Re: [PATCH 2/2] nfsd: Don't leave work of closing files to a work queue.

Chuck Lever <chuck.lever@xxxxxxxxxx> · Mon, 4 Dec 2023 18:48:12 -0500

On Tue, Dec 05, 2023 at 09:21:08AM +1100, NeilBrown wrote:
> On Tue, 05 Dec 2023, Chuck Lever wrote:
> > On Mon, Dec 04, 2023 at 12:36:42PM +1100, NeilBrown wrote:
> > > The work of closing a file can have non-trivial cost.  Doing it in a
> > > separate work queue thread means that cost isn't imposed on the nfsd
> > > threads and an imbalance can be created.
> > > 
> > > I have evidence from a customer site when nfsd is being asked to modify
> > > many millions of files which causes sufficient memory pressure that some
> > > cache (in XFS I think) gets cleaned earlier than would be ideal.  When
> > > __dput (from the workqueue) calls __dentry_kill, xfs_fs_destroy_inode()
> > > needs to synchronously read back previously cached info from storage.
> > > This slows down the single thread that is making all the final __dput()
> > > calls for all the nfsd threads with the net result that files are added
> > > to the delayed_fput_list faster than they are removed, and the system
> > > eventually runs out of memory.
> > > 
> > > To avoid this work imbalance that exhausts memory, this patch moves all
> > > work for closing files into the nfsd threads.  This means that when the
> > > work imposes a cost, that cost appears where it would be expected - in
> > > the work of the nfsd thread.
> > 
> > Thanks for pursuing this next step in the evolution of the NFSD
> > file cache.
> > 
> > Your problem statement should mention whether you have observed the
> > issue with an NFSv3 or an NFSv4 workload or if you see this issue
> > with both, since those two use cases are handled very differently
> > within the file cache implementation.
> 
> I have added:
> 
> =============
> The customer was using NFSv4.  I can demonstrate the same problem using
> NFSv3 or NFSv4 (which close files in different ways) by adding
> msleep(25) to for FMODE_WRITE files in __fput().  This simulates
> slowness in the final close and when writing through nfsd it causes
> /proc/sys/fs/file-nr to grow without bound.
> ==============
> 
> > 
> > 
> > > There are two changes to achieve this.
> > > 
> > > 1/ PF_RUNS_TASK_WORK is set and task_work_run() is called, so that the
> > >    final __dput() for any file closed by a given nfsd thread is handled
> > >    by that thread.  This ensures that the number of files that are
> > >    queued for a final close is limited by the number of threads and
> > >    cannot grow without bound.
> > > 
> > > 2/ Files opened for NFSv3 are never explicitly closed by the client and are
> > >   kept open by the server in the "filecache", which responds to memory
> > >   pressure, is garbage collected even when there is no pressure, and
> > >   sometimes closes files when there is particular need such as for
> > >   rename.
> > 
> > There is a good reason for close-on-rename: IIRC we want to avoid
> > triggering a silly-rename on NFS re-exports.
> > 
> > Also, I think we do want to close cached garbage-collected files
> > quickly, even without memory pressure. Files left open in this way
> > can conflict with subsequent NFSv4 OPENs that might hand out a
> > delegation as long as no other clients are using them. Files held
> > open by the file cache will interfere with that.

● WRITTEN REQUEST 1
In the thread, shorten the paragraph that begins "I have evidence from a customer site" and keep its main facts.

● SOURCE MATERIAL
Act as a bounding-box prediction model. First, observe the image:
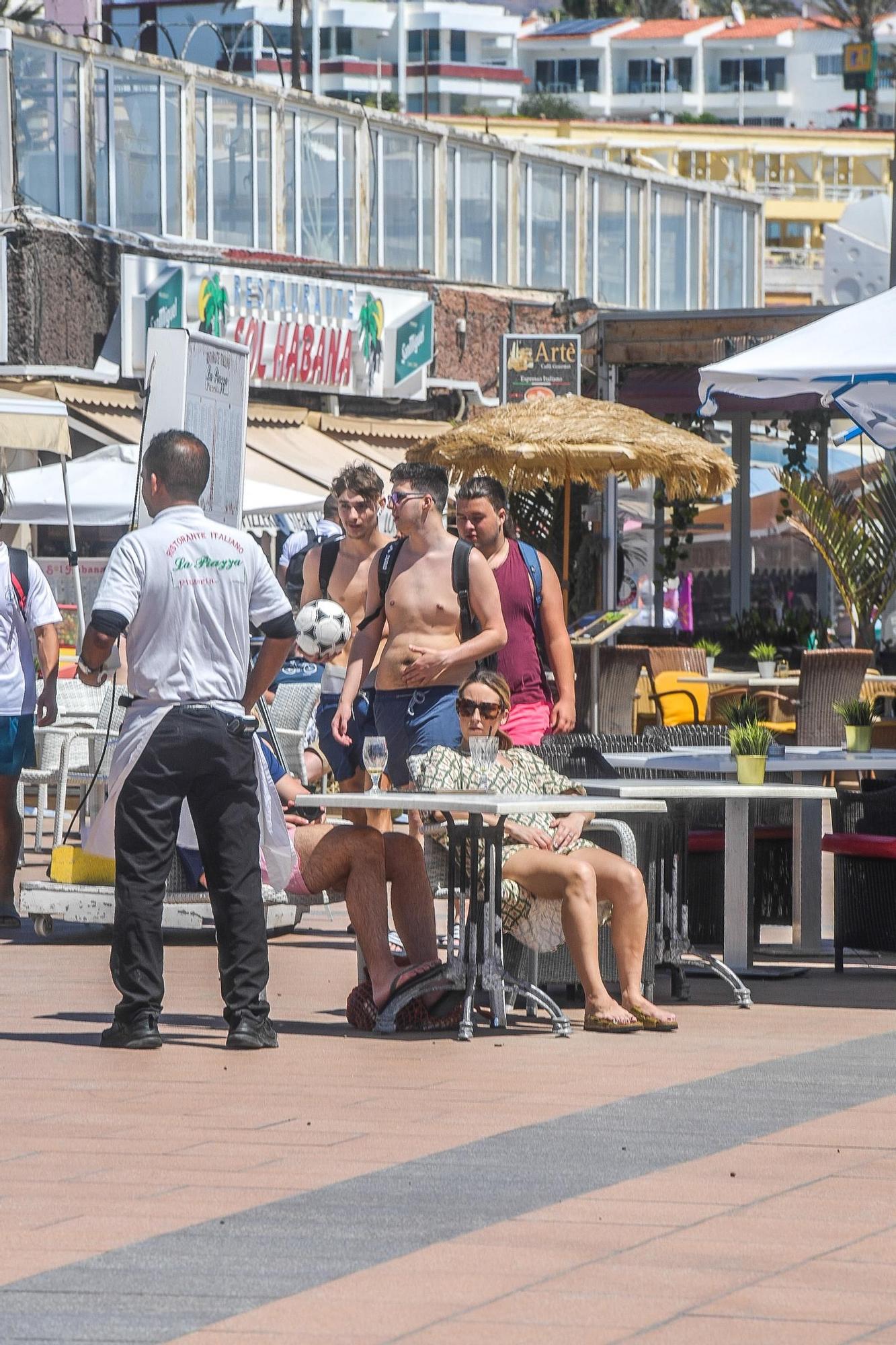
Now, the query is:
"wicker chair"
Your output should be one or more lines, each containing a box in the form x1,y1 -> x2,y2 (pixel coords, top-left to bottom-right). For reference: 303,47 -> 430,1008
269,682 -> 325,790
794,650 -> 874,748
505,733 -> 658,998
822,788 -> 896,971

● WRITTEN REQUEST 2
Please reproduce every line of the records, requests included, with each coordinate in the answer boxes multiplied by 0.8 and rounded to a whole number (halves round up). Numbers in the requests, including the sample box, stay unchanged. Omit the pictures.

● EXPECTED ANSWER 1
At a customer site, nfsd was modifying many millions of files. The resulting memory pressure caused a cache, possibly in XFS, to be cleaned earlier than ideal. As a result, when __dput from the workqueue calls __dentry_kill, xfs_fs_destroy_inode() has to synchronously read the cached info back from storage. This slows the single thread that makes the final __dput() calls for all nfsd threads. Files then join the delayed_fput_list faster than they leave it, and the system eventually runs out of memory.

● EXPECTED ANSWER 2
Act as a bounding-box prediction model. First, observe the image:
Now, the query is:
"wicker chair"
Your output should be one or more lines, each containing a box in the form x1,y1 -> x2,y2 (pixel coords, top-left to bottom-right). For reference: 303,47 -> 430,1008
215,546 -> 260,632
635,520 -> 699,598
404,586 -> 526,798
658,630 -> 717,777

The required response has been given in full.